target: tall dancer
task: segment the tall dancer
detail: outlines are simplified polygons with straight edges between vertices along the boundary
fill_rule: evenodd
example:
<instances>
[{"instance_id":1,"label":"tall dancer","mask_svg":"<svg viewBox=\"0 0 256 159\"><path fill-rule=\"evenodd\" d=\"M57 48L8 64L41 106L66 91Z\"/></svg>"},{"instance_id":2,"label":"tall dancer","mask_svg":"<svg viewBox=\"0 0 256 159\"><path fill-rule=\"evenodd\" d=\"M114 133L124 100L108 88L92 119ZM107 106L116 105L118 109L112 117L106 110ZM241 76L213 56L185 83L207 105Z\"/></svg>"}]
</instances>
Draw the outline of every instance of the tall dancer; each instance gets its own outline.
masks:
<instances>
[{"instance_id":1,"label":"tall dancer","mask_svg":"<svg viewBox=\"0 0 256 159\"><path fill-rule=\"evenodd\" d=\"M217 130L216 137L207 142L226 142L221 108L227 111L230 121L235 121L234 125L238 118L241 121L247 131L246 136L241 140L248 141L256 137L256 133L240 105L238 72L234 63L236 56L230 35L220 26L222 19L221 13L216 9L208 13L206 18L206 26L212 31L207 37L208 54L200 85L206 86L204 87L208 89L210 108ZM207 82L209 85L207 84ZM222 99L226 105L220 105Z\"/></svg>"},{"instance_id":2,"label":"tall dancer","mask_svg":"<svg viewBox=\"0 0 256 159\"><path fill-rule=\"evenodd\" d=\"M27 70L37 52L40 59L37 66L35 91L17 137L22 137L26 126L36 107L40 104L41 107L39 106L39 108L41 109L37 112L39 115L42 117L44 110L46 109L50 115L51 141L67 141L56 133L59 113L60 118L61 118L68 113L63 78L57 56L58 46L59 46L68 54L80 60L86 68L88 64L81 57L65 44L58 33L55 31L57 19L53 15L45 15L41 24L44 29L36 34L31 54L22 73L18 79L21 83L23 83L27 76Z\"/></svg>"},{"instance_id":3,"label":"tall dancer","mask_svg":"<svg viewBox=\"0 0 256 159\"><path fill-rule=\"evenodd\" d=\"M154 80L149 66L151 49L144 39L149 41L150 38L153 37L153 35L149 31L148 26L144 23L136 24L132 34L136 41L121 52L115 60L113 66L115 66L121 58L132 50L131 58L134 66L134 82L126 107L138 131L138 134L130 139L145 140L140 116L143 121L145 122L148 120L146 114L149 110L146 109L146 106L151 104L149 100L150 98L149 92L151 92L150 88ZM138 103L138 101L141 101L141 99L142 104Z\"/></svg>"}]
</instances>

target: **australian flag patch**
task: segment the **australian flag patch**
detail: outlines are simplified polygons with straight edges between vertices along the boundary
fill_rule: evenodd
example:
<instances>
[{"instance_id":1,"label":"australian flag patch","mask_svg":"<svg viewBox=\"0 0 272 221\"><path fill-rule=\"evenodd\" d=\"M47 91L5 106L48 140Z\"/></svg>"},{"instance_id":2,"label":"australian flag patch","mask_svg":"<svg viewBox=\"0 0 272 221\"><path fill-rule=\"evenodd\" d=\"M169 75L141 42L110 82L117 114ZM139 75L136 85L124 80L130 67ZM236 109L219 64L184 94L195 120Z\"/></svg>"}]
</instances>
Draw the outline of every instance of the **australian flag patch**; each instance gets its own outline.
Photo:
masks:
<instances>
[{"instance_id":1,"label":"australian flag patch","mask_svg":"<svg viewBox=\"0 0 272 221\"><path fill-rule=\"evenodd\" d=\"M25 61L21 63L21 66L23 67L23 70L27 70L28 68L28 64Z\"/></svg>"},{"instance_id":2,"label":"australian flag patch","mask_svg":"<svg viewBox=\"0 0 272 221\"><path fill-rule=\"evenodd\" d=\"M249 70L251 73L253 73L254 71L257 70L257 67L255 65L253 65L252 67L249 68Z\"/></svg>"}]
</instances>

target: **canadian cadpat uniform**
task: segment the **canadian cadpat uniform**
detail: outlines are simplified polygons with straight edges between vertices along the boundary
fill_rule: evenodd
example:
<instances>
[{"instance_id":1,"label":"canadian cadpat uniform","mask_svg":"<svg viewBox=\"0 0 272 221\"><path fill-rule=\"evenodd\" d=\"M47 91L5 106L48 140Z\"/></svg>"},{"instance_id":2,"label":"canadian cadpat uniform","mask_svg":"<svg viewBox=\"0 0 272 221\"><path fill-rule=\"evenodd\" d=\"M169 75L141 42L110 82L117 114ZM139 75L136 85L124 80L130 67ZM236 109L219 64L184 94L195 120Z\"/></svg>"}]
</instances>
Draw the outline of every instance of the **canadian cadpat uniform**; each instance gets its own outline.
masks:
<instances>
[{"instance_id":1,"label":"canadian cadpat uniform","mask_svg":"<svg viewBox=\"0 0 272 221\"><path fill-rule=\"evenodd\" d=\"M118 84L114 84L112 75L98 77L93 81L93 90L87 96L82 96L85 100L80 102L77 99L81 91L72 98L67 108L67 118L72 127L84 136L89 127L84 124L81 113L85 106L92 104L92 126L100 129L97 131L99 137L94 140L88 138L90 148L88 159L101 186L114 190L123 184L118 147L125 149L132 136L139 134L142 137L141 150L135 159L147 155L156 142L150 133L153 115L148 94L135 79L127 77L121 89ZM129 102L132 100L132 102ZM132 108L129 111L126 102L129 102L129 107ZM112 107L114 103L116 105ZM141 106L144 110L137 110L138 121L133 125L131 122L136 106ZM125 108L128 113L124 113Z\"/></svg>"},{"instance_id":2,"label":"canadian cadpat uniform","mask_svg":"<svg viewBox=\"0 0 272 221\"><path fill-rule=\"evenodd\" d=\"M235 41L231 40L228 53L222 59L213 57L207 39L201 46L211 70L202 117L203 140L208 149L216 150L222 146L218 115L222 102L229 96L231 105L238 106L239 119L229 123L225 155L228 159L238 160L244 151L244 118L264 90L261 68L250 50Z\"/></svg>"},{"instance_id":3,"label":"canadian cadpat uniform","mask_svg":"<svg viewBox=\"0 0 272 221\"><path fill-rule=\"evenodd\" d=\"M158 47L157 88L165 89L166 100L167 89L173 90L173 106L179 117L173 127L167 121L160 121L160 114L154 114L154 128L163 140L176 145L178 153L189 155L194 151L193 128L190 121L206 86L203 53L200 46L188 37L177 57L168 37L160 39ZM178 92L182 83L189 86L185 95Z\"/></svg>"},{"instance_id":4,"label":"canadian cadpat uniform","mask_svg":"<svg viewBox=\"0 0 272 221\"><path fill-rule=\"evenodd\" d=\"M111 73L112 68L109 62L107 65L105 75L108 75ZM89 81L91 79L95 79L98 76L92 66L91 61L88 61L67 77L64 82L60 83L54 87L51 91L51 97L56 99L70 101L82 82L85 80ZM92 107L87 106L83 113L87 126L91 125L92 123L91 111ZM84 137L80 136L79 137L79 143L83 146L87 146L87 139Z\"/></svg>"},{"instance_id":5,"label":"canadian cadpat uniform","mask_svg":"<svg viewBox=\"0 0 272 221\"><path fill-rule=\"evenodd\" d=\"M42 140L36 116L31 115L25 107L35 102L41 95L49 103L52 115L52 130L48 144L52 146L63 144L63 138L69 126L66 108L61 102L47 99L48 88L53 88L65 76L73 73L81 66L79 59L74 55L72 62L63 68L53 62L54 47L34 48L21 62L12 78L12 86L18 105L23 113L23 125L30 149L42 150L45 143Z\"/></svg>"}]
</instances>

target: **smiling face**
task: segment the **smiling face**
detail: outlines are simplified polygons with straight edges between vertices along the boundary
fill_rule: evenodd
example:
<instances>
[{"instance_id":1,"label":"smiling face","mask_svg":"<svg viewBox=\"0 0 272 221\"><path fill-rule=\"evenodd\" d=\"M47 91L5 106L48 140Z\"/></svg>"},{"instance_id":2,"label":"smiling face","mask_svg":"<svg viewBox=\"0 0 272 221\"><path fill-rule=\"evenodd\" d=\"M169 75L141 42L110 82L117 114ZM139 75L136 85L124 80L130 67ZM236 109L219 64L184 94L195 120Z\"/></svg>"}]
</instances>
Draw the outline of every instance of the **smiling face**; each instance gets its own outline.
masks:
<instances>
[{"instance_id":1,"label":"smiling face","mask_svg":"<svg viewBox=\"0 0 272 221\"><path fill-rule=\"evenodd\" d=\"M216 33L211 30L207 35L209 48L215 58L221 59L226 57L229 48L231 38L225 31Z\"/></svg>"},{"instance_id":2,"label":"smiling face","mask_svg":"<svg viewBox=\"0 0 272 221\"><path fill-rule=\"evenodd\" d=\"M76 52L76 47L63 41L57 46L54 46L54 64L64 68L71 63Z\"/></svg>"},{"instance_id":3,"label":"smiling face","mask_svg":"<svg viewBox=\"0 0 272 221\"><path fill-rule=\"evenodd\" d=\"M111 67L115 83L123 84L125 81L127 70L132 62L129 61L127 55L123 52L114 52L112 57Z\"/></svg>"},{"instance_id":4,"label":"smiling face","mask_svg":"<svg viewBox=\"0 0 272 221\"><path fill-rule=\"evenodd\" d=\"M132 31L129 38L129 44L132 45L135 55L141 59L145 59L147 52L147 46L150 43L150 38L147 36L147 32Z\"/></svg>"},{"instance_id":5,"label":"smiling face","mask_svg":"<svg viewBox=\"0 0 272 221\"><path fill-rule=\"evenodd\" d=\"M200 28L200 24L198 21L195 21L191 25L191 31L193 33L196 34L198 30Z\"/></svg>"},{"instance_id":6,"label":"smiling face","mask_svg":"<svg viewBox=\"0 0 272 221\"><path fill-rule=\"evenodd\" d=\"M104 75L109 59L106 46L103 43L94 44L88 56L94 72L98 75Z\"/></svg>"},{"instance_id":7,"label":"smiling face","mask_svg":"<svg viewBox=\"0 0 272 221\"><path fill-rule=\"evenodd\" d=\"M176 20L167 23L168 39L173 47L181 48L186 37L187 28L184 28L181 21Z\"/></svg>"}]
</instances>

— EXERCISE DESCRIPTION —
How many lines of the data contain the string "each"? Reply with the number alone.

— TASK SOLUTION —
4